[Point placement items]
----
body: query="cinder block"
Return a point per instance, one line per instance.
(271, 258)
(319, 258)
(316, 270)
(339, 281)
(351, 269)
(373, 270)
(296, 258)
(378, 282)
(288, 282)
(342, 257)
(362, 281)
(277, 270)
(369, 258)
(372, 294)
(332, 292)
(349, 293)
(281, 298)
----
**EXERCISE TASK**
Rewrite every item above, replacing "cinder block" with "concrete block" and keeping everything else the same.

**THE COMPLETED TASK**
body: query="concrete block"
Return a point per instance, one line per instance.
(271, 258)
(319, 258)
(316, 270)
(339, 281)
(351, 269)
(373, 270)
(296, 258)
(378, 282)
(288, 282)
(342, 257)
(362, 281)
(277, 270)
(369, 258)
(372, 294)
(332, 292)
(349, 293)
(281, 298)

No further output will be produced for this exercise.